- _TASK DETAILS_:
Lines from the beginning of the data through the line containing "[(544, 679), (914, 720), (667, 223), (374, 553)]" are to be copied exactly, with no other line included.

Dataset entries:
=== Begin Enclosure ===

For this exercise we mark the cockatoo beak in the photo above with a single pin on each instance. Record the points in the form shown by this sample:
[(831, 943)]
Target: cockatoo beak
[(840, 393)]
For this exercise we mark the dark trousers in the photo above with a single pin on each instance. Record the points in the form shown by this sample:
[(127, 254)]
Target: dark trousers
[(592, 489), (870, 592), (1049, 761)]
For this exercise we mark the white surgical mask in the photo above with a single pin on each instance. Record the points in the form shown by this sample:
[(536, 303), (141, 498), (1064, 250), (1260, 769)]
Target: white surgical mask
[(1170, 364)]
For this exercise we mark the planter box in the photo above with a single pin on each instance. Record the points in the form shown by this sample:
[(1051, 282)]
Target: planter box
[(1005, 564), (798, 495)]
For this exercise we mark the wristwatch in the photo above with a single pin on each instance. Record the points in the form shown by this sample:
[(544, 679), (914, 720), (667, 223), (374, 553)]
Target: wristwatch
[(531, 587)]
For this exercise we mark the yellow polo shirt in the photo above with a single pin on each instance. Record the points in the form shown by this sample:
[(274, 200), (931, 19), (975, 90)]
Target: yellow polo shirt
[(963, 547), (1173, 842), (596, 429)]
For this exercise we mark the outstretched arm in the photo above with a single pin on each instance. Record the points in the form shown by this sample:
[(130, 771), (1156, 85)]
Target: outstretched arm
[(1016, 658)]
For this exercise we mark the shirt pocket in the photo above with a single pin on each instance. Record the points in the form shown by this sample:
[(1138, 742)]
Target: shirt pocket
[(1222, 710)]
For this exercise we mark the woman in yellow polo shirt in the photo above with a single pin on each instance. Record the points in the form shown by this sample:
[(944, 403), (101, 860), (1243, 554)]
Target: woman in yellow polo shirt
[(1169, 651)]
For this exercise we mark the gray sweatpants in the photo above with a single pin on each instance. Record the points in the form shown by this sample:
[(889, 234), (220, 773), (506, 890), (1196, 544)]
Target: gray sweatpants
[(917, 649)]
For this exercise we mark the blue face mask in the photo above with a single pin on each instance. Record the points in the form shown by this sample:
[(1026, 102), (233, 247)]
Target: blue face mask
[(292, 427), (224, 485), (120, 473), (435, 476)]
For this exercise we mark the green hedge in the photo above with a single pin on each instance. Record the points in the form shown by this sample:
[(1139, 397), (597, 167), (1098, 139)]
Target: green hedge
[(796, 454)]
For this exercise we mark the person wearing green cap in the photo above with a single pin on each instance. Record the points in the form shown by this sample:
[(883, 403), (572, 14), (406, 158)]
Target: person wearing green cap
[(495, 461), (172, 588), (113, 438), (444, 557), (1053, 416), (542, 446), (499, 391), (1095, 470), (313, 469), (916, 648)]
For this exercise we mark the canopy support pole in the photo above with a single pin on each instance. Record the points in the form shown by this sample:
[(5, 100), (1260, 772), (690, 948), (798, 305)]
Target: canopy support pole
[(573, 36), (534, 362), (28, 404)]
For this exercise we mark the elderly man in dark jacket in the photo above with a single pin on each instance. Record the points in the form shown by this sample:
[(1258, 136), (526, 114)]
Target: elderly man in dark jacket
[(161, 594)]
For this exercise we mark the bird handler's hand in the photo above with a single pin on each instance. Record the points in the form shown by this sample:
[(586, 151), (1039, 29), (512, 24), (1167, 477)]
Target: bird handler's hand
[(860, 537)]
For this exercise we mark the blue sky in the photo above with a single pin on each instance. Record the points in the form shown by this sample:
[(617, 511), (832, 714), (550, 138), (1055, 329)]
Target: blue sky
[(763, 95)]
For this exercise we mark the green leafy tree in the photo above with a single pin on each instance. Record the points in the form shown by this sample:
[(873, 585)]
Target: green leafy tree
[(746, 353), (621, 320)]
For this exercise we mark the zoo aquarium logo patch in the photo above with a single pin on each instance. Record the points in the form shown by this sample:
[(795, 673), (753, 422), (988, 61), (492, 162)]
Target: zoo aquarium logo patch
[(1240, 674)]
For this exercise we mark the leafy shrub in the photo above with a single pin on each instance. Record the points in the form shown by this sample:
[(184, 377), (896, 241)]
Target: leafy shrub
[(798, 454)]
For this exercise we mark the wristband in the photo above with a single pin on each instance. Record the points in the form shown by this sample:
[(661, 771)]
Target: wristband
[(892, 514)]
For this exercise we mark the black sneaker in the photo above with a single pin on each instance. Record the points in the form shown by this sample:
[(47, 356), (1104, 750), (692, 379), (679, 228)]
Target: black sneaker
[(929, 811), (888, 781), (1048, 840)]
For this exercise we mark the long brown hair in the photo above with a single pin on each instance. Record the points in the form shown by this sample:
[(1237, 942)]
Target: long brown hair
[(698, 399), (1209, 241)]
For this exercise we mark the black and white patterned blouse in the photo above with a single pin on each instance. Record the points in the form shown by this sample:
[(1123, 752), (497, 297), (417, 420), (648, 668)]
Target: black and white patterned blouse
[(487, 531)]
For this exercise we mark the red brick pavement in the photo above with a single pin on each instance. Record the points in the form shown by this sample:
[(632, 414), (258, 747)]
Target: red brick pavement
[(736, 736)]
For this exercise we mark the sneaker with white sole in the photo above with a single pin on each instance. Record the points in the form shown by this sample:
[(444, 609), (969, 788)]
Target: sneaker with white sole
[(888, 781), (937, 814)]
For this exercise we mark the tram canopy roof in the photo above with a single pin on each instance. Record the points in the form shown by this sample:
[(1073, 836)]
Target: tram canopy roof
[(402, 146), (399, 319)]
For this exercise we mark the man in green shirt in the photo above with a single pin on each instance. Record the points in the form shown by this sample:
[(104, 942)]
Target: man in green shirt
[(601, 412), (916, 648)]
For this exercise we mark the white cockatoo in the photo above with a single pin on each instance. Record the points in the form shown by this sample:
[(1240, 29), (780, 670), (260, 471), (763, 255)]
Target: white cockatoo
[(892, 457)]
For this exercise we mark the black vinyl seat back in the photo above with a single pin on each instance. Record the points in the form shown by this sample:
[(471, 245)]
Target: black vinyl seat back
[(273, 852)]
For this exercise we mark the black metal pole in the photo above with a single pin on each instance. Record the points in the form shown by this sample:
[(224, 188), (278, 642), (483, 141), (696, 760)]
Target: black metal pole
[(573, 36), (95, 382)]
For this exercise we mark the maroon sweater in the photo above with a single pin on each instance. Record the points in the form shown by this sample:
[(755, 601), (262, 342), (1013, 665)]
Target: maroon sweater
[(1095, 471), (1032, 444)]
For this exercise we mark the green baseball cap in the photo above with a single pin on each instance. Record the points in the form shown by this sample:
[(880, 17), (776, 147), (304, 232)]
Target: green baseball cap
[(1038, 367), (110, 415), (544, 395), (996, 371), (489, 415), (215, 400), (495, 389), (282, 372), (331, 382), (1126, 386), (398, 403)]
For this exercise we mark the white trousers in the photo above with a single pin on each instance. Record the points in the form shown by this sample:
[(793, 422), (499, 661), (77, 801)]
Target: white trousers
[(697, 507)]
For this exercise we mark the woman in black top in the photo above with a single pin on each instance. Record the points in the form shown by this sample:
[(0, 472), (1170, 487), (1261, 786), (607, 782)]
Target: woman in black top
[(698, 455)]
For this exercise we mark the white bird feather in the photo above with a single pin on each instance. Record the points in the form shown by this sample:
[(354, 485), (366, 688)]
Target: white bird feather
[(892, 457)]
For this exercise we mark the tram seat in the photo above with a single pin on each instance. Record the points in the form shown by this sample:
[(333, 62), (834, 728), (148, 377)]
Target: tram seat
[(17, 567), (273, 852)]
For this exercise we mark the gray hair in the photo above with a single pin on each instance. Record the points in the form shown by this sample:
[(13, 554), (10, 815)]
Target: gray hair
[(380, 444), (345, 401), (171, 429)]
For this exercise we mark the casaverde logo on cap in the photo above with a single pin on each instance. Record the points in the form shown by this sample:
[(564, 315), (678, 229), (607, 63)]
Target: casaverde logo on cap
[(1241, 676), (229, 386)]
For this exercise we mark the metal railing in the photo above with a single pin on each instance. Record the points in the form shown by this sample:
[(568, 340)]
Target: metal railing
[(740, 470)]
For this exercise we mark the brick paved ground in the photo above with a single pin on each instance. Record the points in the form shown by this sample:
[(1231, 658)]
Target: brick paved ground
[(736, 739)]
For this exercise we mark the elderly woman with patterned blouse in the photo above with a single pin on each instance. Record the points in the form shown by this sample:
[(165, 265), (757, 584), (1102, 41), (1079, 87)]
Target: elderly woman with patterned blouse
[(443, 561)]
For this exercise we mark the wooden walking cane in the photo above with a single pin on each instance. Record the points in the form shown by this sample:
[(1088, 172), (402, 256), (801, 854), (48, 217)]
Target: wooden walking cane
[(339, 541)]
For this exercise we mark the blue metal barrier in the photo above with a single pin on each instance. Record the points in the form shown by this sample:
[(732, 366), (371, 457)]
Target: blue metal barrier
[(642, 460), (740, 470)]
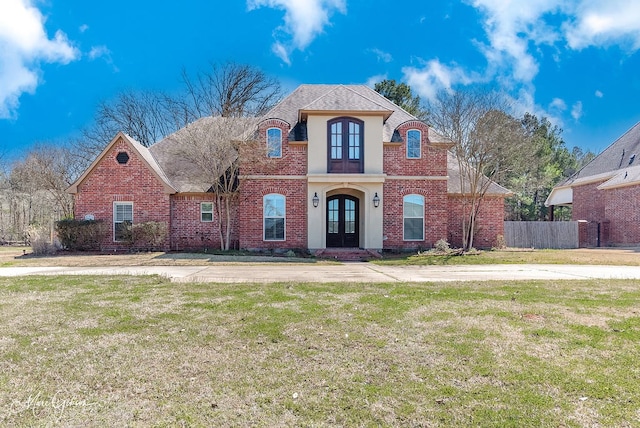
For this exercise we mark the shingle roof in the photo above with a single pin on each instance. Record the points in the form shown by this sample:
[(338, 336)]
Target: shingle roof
[(622, 153), (341, 98), (185, 175), (142, 151)]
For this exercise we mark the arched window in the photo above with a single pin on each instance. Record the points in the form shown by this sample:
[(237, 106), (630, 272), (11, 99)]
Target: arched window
[(345, 137), (414, 138), (413, 217), (274, 142), (274, 215)]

=== End Enclosure ===

- _SOLUTION TO THE PROBLEM_:
For this exercise we mark the cockatoo beak in the photo above with a single pin on each instance. Record the points in the form shown by this sample:
[(831, 943)]
Target: cockatoo beak
[(840, 393)]
For this exercise we mark the dark trousers in the photo above with a single pin on each instance. Record the points in the form shown by this sample:
[(127, 254)]
Target: dark trousers
[(592, 489), (870, 592), (1049, 761)]
For this exercise we mark the white surgical mask in the photo above with a single pin on each instance. Record the points in the form shown by this sample:
[(536, 303), (141, 498), (1064, 250), (1260, 769)]
Target: white surgical mask
[(1170, 364)]
For this exercise we mark the planter box in the photo above with a single pin on each instance. Record the points in the form shown by this sample:
[(1051, 282)]
Target: planter box
[(1005, 564), (798, 495)]
For this exercise we mark the wristwatch in the photo above with a single pin on each instance. Record the points in the form shown by this sample:
[(544, 679), (914, 720), (667, 223), (374, 553)]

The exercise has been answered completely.